喉頭がんは、喉頭(いわゆるのど)に発生する悪性腫瘍です。のどは主に以下の3つの重要な役割を担っています。

  • 食べ物を飲み込む際の通路
  • 呼吸の際に気管を通じて空気を肺に送り込む通路
  • 声帯を振動させて声を出す
喉頭がんは飲酒や喫煙がリスク因子であり、男性に多く見られますが、近年では女性の罹患率も増加しています。発生部位により声帯がん声門上がん声門下がんなどに分類され、症状や治療法が異なる場合があります。 上記のため、初期のうちから声がかすれる、飲み込むときの痛みといった症状が出やすく、早期に見つかることが多い傾向です。早期であれば手術や放射線治療で治ることも多く、早めに受診することが重要な病気です。

喉頭がんの原因

喉頭がんの主な原因は、喫煙と飲酒です。喫煙は喉頭がんの最も強力なリスク因子であり、特に長期間にわたる大量の喫煙により、リスクが大幅に増加します。飲酒も同様にリスクを高める要因であり、特に飲酒後に赤くなる方はアルコールによるがん化のリスクが通常より高いとされています。喫煙と飲酒の両方を行うことでリスクは相乗的に増加します。 その他のリスク因子としては、ヒトパピローマウイルス(HPV)の感染、逆流性食道炎、職業上の有害物質への曝露(アスベストや化学物質など)といったの喉頭に負担をかけるものが挙げられます。

喉頭がんの前兆や初期症状について

喉頭がんの初期症状は前述の通り、声がかすれることが最も多く、ご自身だけでなく、周囲の方も気付きやすいです。がんの位置や進行度によって異なりますが、主なものとしては以下が挙げられます。

  • 声のかすれ 声帯が影響を受ける場合、声がかすれることが多く見られます。初期段階から症状が現れるため、持続する場合は医師の診察が必要です。
  • のどの痛み 発声時やときに飲み込む際の痛みが持続する場合があります。
····················
練習問題:
A – 喉頭がんの文章をもとに、次の問いに答えよ。
(i) のどが担う重要な役割はいくつ挙げられているか。
(ii) 喉頭がんの最も強力なリスク因子は何か。
(iii) 喉頭がんの初期症状で最も多いものは何か。
B – 次の各文が喉頭がんの文章の内容と合うかどうかを、はいかいいえで答えよ。判断の決め手となる本文の語句をそのまま引用すること。
(i) 喉頭がんは女性に多く見られる。
(ii) 喫煙と飲酒を両方行うと、リスクは相乗的に高まる。
(iii) 喉頭がんは発見が遅れることが多い。
C – 喉頭がんの文章のうち、「喉頭がんは、喉頭(いわゆるの」で始まり「診することが重要な病気です。」で終わる部分をそのまま書き写せ。
項目はこれとは関係しない。

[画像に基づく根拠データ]
····················
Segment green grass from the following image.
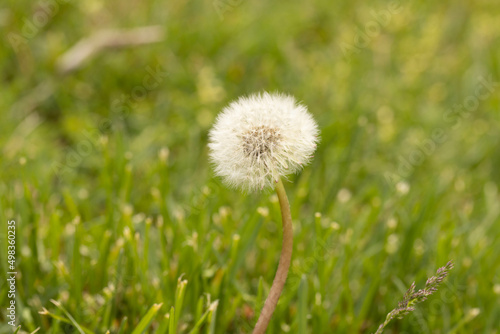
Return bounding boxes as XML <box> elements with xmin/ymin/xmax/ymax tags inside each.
<box><xmin>0</xmin><ymin>0</ymin><xmax>500</xmax><ymax>334</ymax></box>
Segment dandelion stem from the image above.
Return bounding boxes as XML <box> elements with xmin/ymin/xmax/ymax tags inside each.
<box><xmin>253</xmin><ymin>179</ymin><xmax>293</xmax><ymax>334</ymax></box>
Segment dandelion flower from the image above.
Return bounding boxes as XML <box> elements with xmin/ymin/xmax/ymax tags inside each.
<box><xmin>209</xmin><ymin>93</ymin><xmax>318</xmax><ymax>334</ymax></box>
<box><xmin>209</xmin><ymin>93</ymin><xmax>318</xmax><ymax>191</ymax></box>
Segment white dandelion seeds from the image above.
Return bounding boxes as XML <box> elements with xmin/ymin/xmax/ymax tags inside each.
<box><xmin>208</xmin><ymin>93</ymin><xmax>319</xmax><ymax>191</ymax></box>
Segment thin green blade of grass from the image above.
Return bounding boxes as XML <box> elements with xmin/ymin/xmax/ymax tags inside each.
<box><xmin>49</xmin><ymin>299</ymin><xmax>93</xmax><ymax>334</ymax></box>
<box><xmin>132</xmin><ymin>303</ymin><xmax>163</xmax><ymax>334</ymax></box>
<box><xmin>174</xmin><ymin>275</ymin><xmax>188</xmax><ymax>328</ymax></box>
<box><xmin>189</xmin><ymin>300</ymin><xmax>219</xmax><ymax>334</ymax></box>
<box><xmin>297</xmin><ymin>275</ymin><xmax>308</xmax><ymax>334</ymax></box>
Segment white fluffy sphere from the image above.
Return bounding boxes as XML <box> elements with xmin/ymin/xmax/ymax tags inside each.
<box><xmin>208</xmin><ymin>93</ymin><xmax>319</xmax><ymax>191</ymax></box>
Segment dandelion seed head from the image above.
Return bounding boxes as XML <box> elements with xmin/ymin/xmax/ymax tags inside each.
<box><xmin>208</xmin><ymin>93</ymin><xmax>319</xmax><ymax>191</ymax></box>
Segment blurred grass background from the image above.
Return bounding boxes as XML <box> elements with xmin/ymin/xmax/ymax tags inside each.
<box><xmin>0</xmin><ymin>0</ymin><xmax>500</xmax><ymax>333</ymax></box>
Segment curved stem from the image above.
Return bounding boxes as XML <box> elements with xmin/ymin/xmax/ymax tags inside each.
<box><xmin>253</xmin><ymin>180</ymin><xmax>293</xmax><ymax>334</ymax></box>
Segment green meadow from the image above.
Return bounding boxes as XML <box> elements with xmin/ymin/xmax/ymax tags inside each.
<box><xmin>0</xmin><ymin>0</ymin><xmax>500</xmax><ymax>334</ymax></box>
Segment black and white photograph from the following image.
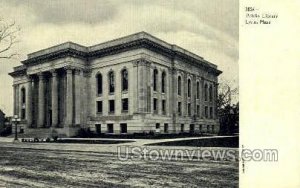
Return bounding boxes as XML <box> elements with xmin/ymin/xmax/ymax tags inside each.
····················
解答例:
A –
(i) 3つ
(ii) 喫煙
(iii) 声がかすれること

B –
(i) いいえ。「男性に多く見られますが」
(ii) はい。「喫煙と飲酒の両方を行うことでリスクは相乗的に増加します」
(iii) いいえ。「早期に見つかることが多い傾向です」

C –
喉頭がんは、喉頭(いわゆるのど)に発生する悪性腫瘍です。のどは主に以下の3つの重要な役割を担っています。

  • 食べ物を飲み込む際の通路
  • 呼吸の際に気管を通じて空気を肺に送り込む通路
  • 声帯を振動させて声を出す
喉頭がんは飲酒や喫煙がリスク因子であり、男性に多く見られますが、近年では女性の罹患率も増加しています。発生部位により声帯がん声門上がん声門下がんなどに分類され、症状や治療法が異なる場合があります。 上記のため、初期のうちから声がかすれる、飲み込むときの痛みといった症状が出やすく、早期に見つかることが多い傾向です。早期であれば手術や放射線治療で治ることも多く、早めに受診することが重要な病気です。